EXERCISE DESCRIPTION
Find the line containing "Put a single dot on each instance of the boat railing". Return it and every line after it, unchanged, up to and including the last line.

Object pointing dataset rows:
-- Begin --
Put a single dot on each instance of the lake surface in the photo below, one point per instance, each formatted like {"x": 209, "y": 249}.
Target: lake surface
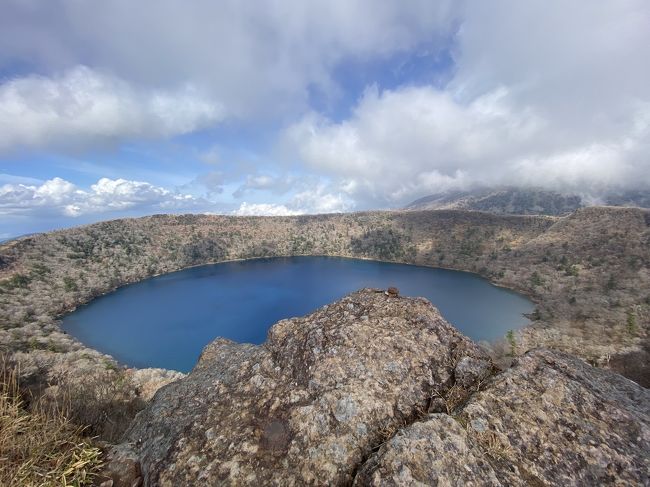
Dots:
{"x": 166, "y": 321}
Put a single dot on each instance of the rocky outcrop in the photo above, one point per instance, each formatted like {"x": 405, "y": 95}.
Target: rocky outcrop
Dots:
{"x": 310, "y": 404}
{"x": 379, "y": 390}
{"x": 549, "y": 420}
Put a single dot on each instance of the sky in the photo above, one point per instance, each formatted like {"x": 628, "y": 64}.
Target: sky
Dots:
{"x": 125, "y": 108}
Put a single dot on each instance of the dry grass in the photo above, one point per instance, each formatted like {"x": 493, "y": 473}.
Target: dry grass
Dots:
{"x": 40, "y": 447}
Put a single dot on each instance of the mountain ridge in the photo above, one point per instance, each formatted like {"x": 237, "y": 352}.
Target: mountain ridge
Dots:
{"x": 526, "y": 201}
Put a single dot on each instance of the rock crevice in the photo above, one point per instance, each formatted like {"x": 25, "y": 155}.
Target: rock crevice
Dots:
{"x": 379, "y": 390}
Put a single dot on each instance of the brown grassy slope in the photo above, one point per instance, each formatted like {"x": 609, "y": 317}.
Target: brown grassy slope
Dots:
{"x": 588, "y": 272}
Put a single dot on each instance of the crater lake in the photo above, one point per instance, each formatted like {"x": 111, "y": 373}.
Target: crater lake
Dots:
{"x": 165, "y": 321}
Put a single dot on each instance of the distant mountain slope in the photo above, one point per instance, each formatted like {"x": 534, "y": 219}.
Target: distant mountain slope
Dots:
{"x": 523, "y": 201}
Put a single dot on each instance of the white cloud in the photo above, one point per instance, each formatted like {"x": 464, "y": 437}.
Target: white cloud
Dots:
{"x": 58, "y": 197}
{"x": 264, "y": 209}
{"x": 83, "y": 105}
{"x": 544, "y": 94}
{"x": 260, "y": 58}
{"x": 316, "y": 200}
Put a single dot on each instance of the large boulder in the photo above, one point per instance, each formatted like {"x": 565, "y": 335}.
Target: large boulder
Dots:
{"x": 379, "y": 390}
{"x": 549, "y": 420}
{"x": 310, "y": 404}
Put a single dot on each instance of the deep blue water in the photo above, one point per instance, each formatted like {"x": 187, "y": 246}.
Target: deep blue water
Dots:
{"x": 166, "y": 321}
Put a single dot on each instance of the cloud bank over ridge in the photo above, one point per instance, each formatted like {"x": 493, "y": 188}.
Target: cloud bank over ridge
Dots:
{"x": 289, "y": 107}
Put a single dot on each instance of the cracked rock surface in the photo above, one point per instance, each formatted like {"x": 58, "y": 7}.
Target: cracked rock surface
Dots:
{"x": 377, "y": 389}
{"x": 310, "y": 404}
{"x": 549, "y": 420}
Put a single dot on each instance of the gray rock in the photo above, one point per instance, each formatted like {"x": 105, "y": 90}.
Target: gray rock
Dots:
{"x": 550, "y": 420}
{"x": 282, "y": 414}
{"x": 334, "y": 399}
{"x": 470, "y": 370}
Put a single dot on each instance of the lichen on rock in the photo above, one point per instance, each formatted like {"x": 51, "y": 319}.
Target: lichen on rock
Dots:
{"x": 310, "y": 404}
{"x": 379, "y": 390}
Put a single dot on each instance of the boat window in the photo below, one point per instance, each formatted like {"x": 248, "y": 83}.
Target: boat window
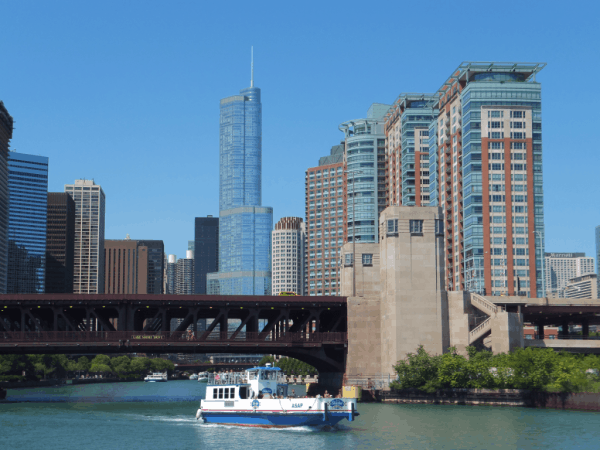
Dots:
{"x": 244, "y": 392}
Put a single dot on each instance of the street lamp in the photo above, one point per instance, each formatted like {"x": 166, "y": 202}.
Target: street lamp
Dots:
{"x": 353, "y": 172}
{"x": 540, "y": 235}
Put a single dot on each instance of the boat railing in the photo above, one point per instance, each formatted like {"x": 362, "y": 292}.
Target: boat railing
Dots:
{"x": 227, "y": 378}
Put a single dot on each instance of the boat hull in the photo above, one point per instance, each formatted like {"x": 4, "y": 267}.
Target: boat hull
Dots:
{"x": 274, "y": 420}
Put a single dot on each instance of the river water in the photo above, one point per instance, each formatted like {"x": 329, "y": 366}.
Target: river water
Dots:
{"x": 157, "y": 416}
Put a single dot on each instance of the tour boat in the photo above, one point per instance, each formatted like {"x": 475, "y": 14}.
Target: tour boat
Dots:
{"x": 203, "y": 377}
{"x": 156, "y": 377}
{"x": 258, "y": 397}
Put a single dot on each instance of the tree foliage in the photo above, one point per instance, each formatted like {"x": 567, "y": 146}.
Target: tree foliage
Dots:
{"x": 530, "y": 368}
{"x": 290, "y": 366}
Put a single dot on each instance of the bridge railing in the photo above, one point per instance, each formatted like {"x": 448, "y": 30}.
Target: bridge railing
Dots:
{"x": 158, "y": 337}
-- End --
OUTPUT FOR THIS TASK
Put a single dot on each instance of the boat railing in the photo above, one point per instance, each formatted like {"x": 362, "y": 292}.
Target: boat railing
Dots:
{"x": 227, "y": 378}
Put a single dot on each instance of the boat hull in the photo above, one point per instance, each formatted like {"x": 4, "y": 267}.
Target: boat hull
Dots:
{"x": 274, "y": 420}
Put a single dot on each instance of the river water in the photo above, one point per instance, each formatted like {"x": 329, "y": 366}.
Target: river water
Dots:
{"x": 157, "y": 416}
Put a single dot on each instance of the tour boat in the photo above, one point per instance, each formatted like {"x": 475, "y": 14}.
Target: tour boat
Dots:
{"x": 203, "y": 377}
{"x": 156, "y": 377}
{"x": 258, "y": 397}
Put a single dot on each instance of the tree foliage in the photo above, one point per instance, each formatted like {"x": 567, "y": 146}.
Target: tree foliage
Dots:
{"x": 530, "y": 368}
{"x": 290, "y": 366}
Put a single dot on each instance of the bridge railing in the photo above, one point per instance, each formatted like {"x": 448, "y": 30}.
Target: bridge railing
Dots:
{"x": 158, "y": 337}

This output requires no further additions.